(Disponível no YouTube em 11/2024.)
Catorze anos antes de Federico Fellini brindar o mundo com sua maravilhosa fantasia sobre um cineasta em crise existencial e criativa, que se retira do estúdio e mergulha em suas memorias e delírios, e exatos 30 anos antes de Bob Fosse, um felliniano de carteirinha, nos dar aquele filme genial sobre um coreógrafo e cineasta absolutamente perfeccionista com problema cardíaco grave que está sempre achando um detalhe que pode melhorar seu filme na sala de montagem…
… Douglas Sirk fez uma comedinha romântica e musical sobre um diretor de Hollywood que irrita todos os profissionais a seu redor com seu perfeccionismo – e nunca consegue concluir seu filme.
Me diverti muito ao ver Slightly French, no Brasil Era Somente Amor, que Douglas Sirk cometeu em 1949 – e também ao ficar pensando sobre essa proximidade entre os três filmes. O fato de ser uma história sobre um diretor de cinema atormentado que tem dificuldades para concluir seu filme, no entanto, é o único ponto que Era Somente Amor tem em comum com 8 1/2 (1963) e All That Jazz (1979). Esses dois são filmaços, obras-primas, entre os melhores que já foram feitos neste cerca de 130 anos de História do Cinema.
O filme de Sirk é, repito, uma comedinha romântica e musical. Assim, no diminutivo. Não pretende ser – e definitivamente não é – nada mais que um divertissement. Uma obra escapista do cinema comercial de Hollywood, diriam os críticos marxistas. (E houve época em que 110% dos críticos de cinema eram ou se diziam marxistas – ou então não seriam críticos de cinema.) Euzinho, que não sou marxista e muito menos crítico de cinema, digo que Era Somente Amor é uma deliciosa bobagem. Bobagem, sim, sem dúvida. Mas deliciosa.
Até porque tem Dorothy Lamour.
As pessoas não suportam mais o diretor perfeccionista
O diretor perfeccionista, um dos dois protagonistas da trama, se chama John Gayle, e é o papel de Don Ameche (1908-1993), o simpático galã de tantas e tantas comédias dos anos 1930 a 1940, 95 títulos na filmografia, atuante até o fim da vida.

Entradas de dados:
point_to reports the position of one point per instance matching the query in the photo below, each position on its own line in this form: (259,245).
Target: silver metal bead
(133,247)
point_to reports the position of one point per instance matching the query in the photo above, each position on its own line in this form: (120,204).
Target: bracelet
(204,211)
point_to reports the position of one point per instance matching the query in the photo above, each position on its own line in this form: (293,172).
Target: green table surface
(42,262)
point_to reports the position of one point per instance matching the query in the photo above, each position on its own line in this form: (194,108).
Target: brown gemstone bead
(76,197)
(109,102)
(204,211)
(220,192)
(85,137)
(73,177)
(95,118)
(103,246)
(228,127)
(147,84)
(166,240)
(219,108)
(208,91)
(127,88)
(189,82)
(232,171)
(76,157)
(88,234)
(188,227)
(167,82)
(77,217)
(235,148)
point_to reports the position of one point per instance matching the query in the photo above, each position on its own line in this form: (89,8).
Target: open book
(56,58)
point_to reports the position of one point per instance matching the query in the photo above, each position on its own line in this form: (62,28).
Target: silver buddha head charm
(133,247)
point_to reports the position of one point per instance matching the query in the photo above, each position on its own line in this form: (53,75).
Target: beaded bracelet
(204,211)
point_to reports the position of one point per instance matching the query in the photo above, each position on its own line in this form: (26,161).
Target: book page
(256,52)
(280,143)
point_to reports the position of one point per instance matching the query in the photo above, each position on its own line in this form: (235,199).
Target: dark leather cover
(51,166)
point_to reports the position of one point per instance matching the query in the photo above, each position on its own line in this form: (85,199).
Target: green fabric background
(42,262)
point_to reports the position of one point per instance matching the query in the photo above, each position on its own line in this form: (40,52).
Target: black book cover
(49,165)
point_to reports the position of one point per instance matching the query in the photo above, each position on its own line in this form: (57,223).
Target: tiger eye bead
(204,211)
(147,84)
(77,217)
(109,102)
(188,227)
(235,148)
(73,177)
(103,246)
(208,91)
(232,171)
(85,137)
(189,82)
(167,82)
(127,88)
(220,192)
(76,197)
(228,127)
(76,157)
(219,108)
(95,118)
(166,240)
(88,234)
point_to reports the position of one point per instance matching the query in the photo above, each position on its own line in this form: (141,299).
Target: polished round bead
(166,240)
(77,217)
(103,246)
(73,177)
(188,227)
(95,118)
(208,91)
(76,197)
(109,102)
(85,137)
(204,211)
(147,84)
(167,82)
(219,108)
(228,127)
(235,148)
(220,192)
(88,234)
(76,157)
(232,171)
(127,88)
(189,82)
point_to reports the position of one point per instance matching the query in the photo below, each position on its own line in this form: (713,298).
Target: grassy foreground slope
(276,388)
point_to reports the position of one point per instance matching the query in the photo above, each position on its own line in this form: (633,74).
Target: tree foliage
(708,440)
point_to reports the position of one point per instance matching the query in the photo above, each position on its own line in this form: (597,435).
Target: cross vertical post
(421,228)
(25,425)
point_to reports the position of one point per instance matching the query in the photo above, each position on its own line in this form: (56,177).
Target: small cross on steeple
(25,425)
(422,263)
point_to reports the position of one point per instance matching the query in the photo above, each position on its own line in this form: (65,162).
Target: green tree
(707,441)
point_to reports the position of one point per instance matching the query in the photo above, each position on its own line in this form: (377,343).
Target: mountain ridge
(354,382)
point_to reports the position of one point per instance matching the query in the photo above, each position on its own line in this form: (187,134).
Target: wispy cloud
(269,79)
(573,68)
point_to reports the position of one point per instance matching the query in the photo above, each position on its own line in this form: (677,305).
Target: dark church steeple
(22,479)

*OBJETIVOS*.
(a) Transcreva da resenha o trecho que começa em "Me diverti muito" e termina em "História do Cinema.", incluindo essas palavras.
(b) Resuma em poucas linhas o parágrafo da resenha que começa com "O filme de Sirk é, repito", mantendo as informações principais.
(c) Responda, com base na resenha:
(i) Em que ano Douglas Sirk fez Era Somente Amor?
(ii) Qual é o título original do filme?
(iii) Quem interpreta o diretor perfeccionista John Gayle?
Baseie-se apenas na resenha.

*RESPOSTAS DADAS*.
(a)
Me diverti muito ao ver Slightly French, no Brasil Era Somente Amor, que Douglas Sirk cometeu em 1949 – e também ao ficar pensando sobre essa proximidade entre os três filmes. O fato de ser uma história sobre um diretor de cinema atormentado que tem dificuldades para concluir seu filme, no entanto, é o único ponto que Era Somente Amor tem em comum com 8 1/2 (1963) e All That Jazz (1979). Esses dois são filmaços, obras-primas, entre os melhores que já foram feitos neste cerca de 130 anos de História do Cinema.

(b) O filme de Sirk é uma pequena comédia romântica e musical que não pretende ser mais que um divertimento. Críticos marxistas o chamariam de obra escapista do cinema comercial de Hollywood, e houve época em que quase todos os críticos eram ou se diziam marxistas. O autor, que não é marxista nem crítico de cinema, o considera uma bobagem, mas deliciosa.

(c)
(i) Em 1949.
(ii) Slightly French.
(iii) Don Ameche.